Directions:
Please repeat each of the records that follow, exactly as written.

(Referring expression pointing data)
== == ==
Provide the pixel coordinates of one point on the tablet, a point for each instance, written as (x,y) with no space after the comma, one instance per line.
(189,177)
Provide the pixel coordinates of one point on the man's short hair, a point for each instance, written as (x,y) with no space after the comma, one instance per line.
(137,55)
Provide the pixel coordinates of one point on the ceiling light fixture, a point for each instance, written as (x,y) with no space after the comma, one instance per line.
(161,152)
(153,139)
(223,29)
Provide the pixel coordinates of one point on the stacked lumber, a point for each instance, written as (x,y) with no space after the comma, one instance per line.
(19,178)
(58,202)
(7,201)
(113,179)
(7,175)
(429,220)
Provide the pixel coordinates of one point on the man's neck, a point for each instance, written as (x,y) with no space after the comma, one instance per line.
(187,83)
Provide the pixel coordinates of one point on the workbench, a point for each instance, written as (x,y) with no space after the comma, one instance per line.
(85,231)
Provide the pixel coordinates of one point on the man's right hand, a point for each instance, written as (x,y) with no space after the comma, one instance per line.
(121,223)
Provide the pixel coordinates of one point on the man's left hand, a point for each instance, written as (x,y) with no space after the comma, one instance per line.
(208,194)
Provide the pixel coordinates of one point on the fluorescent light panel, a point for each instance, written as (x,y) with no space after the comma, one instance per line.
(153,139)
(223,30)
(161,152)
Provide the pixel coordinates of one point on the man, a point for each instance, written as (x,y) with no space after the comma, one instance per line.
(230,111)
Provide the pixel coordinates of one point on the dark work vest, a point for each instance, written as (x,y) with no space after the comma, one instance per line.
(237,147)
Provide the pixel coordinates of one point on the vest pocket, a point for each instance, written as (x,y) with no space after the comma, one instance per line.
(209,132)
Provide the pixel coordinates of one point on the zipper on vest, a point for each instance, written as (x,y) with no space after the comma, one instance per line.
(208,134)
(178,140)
== == ==
Output for this exercise:
Provide the pixel coordinates of one point on the tablet, a point for each instance, written as (x,y) with no space after the comma, one instance per line.
(189,177)
Provide the pixel coordinates of one point on the man's short hair, a point for each instance, written as (x,y) with no space after the comma, one instance per line.
(137,55)
Provide the pixel coordinates of one point on the ceiling light fixture, a point for each instance, written as (x,y) with no space after the comma, one instance per line.
(161,152)
(153,139)
(223,29)
Provide the pixel coordinates of one point on the stacked lumber, a point for each instance, written as (x,y) with no space after the comma, one instance per line.
(19,178)
(58,202)
(7,201)
(113,179)
(7,175)
(429,220)
Provide the pixel coordinates of one point on the man's neck, a point for each instance, written as (x,y) with no space after the comma, one instance per line.
(187,83)
Provide the pixel coordinates of one point on the workbench, a point for each instance, written as (x,y) with no space after the comma, one instance per line.
(85,231)
Provide the pixel coordinates of one point on the man's right hand, a point for each instance, written as (x,y) with no space after the comma, one instance per line.
(121,223)
Provide the pixel coordinates of one point on the man's left hand, a point for each instance, written as (x,y) with no space after the comma, one instance per line.
(208,194)
Provide the pixel coordinates of one point on the fluorescent light panel, a point for each instance, written as (x,y) with no space after the comma, one instance per line.
(153,139)
(223,30)
(161,152)
Provide the pixel coordinates of one point on the man, a point for each instance, written as (x,y) with no space after the comma, one instance per line.
(230,111)
Provide the pixel coordinates of one point on the dark work vest, a point for each instance, written as (x,y) with no space after the comma, one instance per line.
(237,147)
Provide the pixel coordinates of one point on the vest pocket, a point for each instance, written as (x,y) with no space after the comma, one instance per line.
(209,132)
Provide the pixel coordinates of one point on the zipper on vest, a point for each instance, written as (x,y) with no space after the comma, one instance per line.
(208,134)
(178,140)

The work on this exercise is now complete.